__CONSEGNA__.
Individua nelle voci seguenti ogni riga in cui compare la parola "door" e ricopiala.

__DATI DELL'ESERCIZIO__.
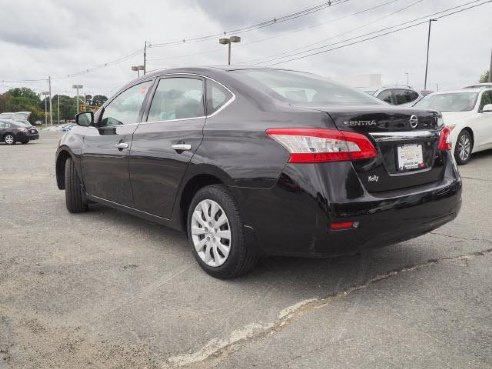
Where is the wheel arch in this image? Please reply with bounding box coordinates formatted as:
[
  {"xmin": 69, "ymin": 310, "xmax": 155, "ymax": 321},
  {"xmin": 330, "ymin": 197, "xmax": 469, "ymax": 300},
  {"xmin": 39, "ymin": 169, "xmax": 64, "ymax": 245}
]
[
  {"xmin": 462, "ymin": 126, "xmax": 475, "ymax": 152},
  {"xmin": 176, "ymin": 173, "xmax": 225, "ymax": 233},
  {"xmin": 56, "ymin": 150, "xmax": 72, "ymax": 190}
]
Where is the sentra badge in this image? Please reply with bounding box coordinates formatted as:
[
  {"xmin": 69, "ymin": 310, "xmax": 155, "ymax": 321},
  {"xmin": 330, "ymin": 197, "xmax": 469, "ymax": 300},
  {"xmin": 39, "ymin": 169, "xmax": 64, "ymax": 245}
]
[{"xmin": 343, "ymin": 120, "xmax": 376, "ymax": 127}]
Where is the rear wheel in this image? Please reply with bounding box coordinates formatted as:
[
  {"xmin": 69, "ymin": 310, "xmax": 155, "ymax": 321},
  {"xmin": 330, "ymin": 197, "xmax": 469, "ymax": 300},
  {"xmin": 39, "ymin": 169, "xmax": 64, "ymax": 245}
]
[
  {"xmin": 3, "ymin": 133, "xmax": 15, "ymax": 145},
  {"xmin": 454, "ymin": 130, "xmax": 473, "ymax": 165},
  {"xmin": 187, "ymin": 185, "xmax": 257, "ymax": 279},
  {"xmin": 65, "ymin": 158, "xmax": 88, "ymax": 213}
]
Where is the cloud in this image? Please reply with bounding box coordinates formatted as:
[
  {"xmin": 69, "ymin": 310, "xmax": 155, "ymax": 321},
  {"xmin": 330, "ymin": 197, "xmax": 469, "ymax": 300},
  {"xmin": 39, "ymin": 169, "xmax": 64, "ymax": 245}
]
[{"xmin": 0, "ymin": 0, "xmax": 492, "ymax": 94}]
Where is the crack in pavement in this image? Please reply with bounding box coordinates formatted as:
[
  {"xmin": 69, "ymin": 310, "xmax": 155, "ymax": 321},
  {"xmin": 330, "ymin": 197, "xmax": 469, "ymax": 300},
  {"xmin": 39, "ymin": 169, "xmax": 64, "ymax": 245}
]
[
  {"xmin": 429, "ymin": 232, "xmax": 492, "ymax": 243},
  {"xmin": 164, "ymin": 248, "xmax": 492, "ymax": 368},
  {"xmin": 461, "ymin": 176, "xmax": 492, "ymax": 182}
]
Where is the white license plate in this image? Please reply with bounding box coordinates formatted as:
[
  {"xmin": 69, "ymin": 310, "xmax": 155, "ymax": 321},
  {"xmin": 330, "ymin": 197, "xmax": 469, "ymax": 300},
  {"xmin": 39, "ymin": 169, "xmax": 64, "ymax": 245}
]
[{"xmin": 398, "ymin": 145, "xmax": 424, "ymax": 170}]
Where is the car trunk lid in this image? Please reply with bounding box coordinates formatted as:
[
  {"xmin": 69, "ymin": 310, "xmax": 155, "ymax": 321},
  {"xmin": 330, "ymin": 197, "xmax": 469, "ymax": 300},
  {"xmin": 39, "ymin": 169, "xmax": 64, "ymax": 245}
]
[{"xmin": 304, "ymin": 105, "xmax": 444, "ymax": 193}]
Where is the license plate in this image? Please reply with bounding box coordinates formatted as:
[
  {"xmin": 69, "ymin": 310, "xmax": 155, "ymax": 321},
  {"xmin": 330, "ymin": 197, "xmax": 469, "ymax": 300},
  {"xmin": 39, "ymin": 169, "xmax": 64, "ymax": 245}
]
[{"xmin": 398, "ymin": 145, "xmax": 424, "ymax": 170}]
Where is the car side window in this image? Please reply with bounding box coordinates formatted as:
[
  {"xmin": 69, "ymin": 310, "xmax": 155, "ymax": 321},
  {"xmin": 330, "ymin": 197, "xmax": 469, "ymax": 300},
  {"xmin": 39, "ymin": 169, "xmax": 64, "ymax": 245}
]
[
  {"xmin": 207, "ymin": 80, "xmax": 232, "ymax": 115},
  {"xmin": 393, "ymin": 89, "xmax": 408, "ymax": 105},
  {"xmin": 480, "ymin": 91, "xmax": 492, "ymax": 110},
  {"xmin": 147, "ymin": 77, "xmax": 205, "ymax": 122},
  {"xmin": 377, "ymin": 90, "xmax": 393, "ymax": 104},
  {"xmin": 406, "ymin": 90, "xmax": 419, "ymax": 102},
  {"xmin": 100, "ymin": 81, "xmax": 152, "ymax": 127}
]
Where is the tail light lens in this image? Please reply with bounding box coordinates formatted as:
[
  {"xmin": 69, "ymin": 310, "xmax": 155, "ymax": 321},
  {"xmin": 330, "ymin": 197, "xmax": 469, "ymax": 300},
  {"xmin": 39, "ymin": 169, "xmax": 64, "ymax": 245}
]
[
  {"xmin": 437, "ymin": 127, "xmax": 452, "ymax": 151},
  {"xmin": 266, "ymin": 128, "xmax": 378, "ymax": 163}
]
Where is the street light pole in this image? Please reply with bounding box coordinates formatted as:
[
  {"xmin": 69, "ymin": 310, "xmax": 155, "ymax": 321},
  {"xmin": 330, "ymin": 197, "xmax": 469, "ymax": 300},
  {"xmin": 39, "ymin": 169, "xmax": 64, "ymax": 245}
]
[
  {"xmin": 41, "ymin": 91, "xmax": 50, "ymax": 127},
  {"xmin": 424, "ymin": 19, "xmax": 437, "ymax": 90},
  {"xmin": 219, "ymin": 36, "xmax": 241, "ymax": 65},
  {"xmin": 132, "ymin": 65, "xmax": 145, "ymax": 77},
  {"xmin": 48, "ymin": 76, "xmax": 53, "ymax": 126},
  {"xmin": 72, "ymin": 85, "xmax": 84, "ymax": 114}
]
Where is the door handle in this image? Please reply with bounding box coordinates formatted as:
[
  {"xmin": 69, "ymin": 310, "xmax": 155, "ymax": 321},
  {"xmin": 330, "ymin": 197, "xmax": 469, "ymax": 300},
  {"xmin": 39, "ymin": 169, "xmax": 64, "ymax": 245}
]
[
  {"xmin": 114, "ymin": 142, "xmax": 128, "ymax": 150},
  {"xmin": 171, "ymin": 144, "xmax": 191, "ymax": 151}
]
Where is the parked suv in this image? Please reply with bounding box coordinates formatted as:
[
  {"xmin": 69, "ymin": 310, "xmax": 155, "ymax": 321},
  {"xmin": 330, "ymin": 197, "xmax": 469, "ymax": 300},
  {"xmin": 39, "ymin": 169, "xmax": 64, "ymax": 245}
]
[
  {"xmin": 373, "ymin": 86, "xmax": 422, "ymax": 105},
  {"xmin": 0, "ymin": 119, "xmax": 39, "ymax": 145},
  {"xmin": 56, "ymin": 67, "xmax": 461, "ymax": 278}
]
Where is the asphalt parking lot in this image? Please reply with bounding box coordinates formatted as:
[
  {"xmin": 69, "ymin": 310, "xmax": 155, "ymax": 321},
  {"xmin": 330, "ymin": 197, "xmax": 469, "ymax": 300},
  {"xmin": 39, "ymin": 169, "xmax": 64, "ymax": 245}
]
[{"xmin": 0, "ymin": 132, "xmax": 492, "ymax": 369}]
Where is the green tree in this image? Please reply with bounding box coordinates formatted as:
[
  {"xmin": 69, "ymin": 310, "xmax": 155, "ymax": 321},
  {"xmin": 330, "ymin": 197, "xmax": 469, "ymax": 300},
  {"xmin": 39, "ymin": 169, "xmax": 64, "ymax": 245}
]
[
  {"xmin": 92, "ymin": 95, "xmax": 108, "ymax": 106},
  {"xmin": 53, "ymin": 95, "xmax": 77, "ymax": 121},
  {"xmin": 479, "ymin": 71, "xmax": 489, "ymax": 83}
]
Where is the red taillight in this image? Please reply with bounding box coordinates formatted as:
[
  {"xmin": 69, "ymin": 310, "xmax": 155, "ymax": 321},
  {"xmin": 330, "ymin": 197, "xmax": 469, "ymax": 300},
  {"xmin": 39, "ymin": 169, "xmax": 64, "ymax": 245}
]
[
  {"xmin": 266, "ymin": 128, "xmax": 377, "ymax": 163},
  {"xmin": 437, "ymin": 127, "xmax": 452, "ymax": 151},
  {"xmin": 330, "ymin": 222, "xmax": 359, "ymax": 231}
]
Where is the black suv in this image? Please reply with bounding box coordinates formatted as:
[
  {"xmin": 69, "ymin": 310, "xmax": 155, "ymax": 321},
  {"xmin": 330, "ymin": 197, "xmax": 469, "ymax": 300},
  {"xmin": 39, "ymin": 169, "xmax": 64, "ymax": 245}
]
[
  {"xmin": 56, "ymin": 67, "xmax": 461, "ymax": 278},
  {"xmin": 0, "ymin": 119, "xmax": 39, "ymax": 145}
]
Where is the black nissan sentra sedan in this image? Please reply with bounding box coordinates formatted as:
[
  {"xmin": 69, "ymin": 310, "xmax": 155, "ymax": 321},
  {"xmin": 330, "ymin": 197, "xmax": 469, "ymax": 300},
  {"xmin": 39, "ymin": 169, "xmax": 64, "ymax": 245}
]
[{"xmin": 56, "ymin": 67, "xmax": 461, "ymax": 278}]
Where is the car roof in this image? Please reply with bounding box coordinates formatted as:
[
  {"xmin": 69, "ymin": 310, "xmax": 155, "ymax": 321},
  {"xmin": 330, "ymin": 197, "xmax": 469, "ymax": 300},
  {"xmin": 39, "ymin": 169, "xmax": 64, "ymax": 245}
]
[
  {"xmin": 432, "ymin": 88, "xmax": 492, "ymax": 95},
  {"xmin": 463, "ymin": 82, "xmax": 492, "ymax": 90}
]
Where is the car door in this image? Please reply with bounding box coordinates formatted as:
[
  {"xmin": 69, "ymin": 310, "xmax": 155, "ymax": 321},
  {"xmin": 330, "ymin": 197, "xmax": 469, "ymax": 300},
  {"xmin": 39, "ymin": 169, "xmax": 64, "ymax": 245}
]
[
  {"xmin": 376, "ymin": 90, "xmax": 394, "ymax": 105},
  {"xmin": 82, "ymin": 80, "xmax": 152, "ymax": 206},
  {"xmin": 475, "ymin": 91, "xmax": 492, "ymax": 149},
  {"xmin": 130, "ymin": 75, "xmax": 205, "ymax": 218}
]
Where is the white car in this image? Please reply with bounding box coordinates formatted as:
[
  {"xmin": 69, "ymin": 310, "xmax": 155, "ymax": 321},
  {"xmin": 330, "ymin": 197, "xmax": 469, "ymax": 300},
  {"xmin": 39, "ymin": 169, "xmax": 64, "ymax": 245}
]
[{"xmin": 414, "ymin": 87, "xmax": 492, "ymax": 164}]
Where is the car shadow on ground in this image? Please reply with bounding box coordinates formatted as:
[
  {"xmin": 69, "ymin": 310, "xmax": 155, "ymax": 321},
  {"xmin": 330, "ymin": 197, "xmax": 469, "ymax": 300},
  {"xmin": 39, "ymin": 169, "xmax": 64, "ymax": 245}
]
[{"xmin": 82, "ymin": 204, "xmax": 445, "ymax": 296}]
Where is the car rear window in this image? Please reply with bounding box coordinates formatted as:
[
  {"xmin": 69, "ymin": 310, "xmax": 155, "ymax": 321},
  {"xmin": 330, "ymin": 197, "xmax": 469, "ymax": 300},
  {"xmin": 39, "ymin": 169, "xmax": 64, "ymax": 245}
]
[
  {"xmin": 232, "ymin": 69, "xmax": 381, "ymax": 105},
  {"xmin": 414, "ymin": 92, "xmax": 478, "ymax": 112}
]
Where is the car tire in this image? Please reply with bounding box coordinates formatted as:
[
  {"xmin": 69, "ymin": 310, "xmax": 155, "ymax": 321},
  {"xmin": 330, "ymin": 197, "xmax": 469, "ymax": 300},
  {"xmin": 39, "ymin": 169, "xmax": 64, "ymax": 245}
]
[
  {"xmin": 3, "ymin": 133, "xmax": 15, "ymax": 145},
  {"xmin": 65, "ymin": 158, "xmax": 88, "ymax": 213},
  {"xmin": 454, "ymin": 129, "xmax": 473, "ymax": 165},
  {"xmin": 187, "ymin": 185, "xmax": 258, "ymax": 279}
]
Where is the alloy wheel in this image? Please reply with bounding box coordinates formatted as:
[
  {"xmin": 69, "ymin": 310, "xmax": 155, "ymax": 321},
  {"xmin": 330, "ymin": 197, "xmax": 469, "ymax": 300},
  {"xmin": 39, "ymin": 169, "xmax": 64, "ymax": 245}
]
[
  {"xmin": 191, "ymin": 199, "xmax": 232, "ymax": 267},
  {"xmin": 458, "ymin": 134, "xmax": 471, "ymax": 161},
  {"xmin": 3, "ymin": 135, "xmax": 15, "ymax": 145}
]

__SOLUZIONE__.
Where is the door handle in this image? Please reply with bounding box coordinates formatted as:
Where is the car door in this image? Please reply with bounding box coordinates formatted as:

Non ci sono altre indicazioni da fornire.